Problem requirements
Identify each line below that contains the word "road", treating uppercase and lowercase as different, and copy those lines out in full.

____ Dataset

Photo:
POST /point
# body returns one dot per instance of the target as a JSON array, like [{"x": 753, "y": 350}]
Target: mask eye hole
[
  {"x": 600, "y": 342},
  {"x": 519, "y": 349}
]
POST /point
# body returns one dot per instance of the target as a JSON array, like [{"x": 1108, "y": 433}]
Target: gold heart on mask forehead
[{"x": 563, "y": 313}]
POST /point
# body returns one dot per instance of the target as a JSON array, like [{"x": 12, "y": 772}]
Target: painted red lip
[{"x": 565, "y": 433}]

________
____ Dataset

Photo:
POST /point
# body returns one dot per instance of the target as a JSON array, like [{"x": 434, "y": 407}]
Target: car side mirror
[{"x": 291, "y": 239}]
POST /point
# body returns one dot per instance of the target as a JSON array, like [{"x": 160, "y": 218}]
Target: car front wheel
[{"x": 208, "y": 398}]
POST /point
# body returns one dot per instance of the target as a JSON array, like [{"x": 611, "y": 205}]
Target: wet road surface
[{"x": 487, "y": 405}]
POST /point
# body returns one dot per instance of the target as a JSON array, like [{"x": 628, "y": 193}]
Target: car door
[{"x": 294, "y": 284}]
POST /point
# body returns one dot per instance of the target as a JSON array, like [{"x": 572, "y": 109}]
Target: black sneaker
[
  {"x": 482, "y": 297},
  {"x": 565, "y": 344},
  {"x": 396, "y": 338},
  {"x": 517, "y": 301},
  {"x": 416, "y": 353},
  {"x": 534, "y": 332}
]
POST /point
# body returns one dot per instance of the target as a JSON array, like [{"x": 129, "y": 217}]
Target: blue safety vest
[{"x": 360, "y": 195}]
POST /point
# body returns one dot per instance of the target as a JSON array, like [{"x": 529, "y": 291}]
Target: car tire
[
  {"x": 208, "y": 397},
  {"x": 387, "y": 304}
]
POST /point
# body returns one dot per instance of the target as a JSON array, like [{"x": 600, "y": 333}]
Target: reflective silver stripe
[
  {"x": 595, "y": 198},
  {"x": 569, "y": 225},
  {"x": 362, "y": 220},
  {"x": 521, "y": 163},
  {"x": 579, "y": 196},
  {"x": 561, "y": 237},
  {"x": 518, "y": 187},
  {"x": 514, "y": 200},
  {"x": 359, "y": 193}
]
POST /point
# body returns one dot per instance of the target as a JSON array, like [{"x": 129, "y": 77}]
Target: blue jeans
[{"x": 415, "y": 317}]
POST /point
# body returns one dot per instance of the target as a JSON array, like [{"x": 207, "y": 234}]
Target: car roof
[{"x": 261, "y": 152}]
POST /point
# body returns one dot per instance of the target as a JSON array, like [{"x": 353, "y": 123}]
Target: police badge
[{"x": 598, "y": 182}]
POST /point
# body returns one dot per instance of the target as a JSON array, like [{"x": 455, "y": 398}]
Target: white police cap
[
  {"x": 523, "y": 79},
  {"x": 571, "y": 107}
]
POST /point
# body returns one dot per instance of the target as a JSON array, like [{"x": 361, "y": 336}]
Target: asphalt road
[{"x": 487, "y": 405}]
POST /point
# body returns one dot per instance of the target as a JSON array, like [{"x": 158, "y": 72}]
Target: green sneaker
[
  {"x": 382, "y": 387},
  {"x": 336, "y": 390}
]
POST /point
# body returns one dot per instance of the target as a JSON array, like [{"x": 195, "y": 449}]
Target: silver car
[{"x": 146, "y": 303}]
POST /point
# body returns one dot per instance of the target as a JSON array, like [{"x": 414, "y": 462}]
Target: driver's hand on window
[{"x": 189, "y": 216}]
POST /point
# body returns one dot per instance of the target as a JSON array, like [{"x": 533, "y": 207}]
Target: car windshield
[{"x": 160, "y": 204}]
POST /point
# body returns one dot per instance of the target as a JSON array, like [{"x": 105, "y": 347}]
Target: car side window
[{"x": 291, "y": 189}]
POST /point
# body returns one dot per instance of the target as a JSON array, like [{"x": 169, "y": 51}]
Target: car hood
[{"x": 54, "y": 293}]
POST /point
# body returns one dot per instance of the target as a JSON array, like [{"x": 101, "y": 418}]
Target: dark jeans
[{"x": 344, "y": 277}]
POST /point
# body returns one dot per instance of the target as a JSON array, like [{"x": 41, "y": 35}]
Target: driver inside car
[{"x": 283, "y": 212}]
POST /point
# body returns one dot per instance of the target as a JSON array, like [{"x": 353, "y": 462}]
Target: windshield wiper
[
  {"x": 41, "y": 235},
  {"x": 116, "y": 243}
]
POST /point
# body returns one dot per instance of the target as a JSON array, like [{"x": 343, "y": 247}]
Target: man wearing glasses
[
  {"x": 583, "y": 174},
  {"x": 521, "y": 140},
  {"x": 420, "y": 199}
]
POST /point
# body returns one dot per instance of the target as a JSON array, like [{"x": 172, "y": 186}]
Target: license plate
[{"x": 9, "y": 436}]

________

In response
Target: wet road surface
Target: asphalt road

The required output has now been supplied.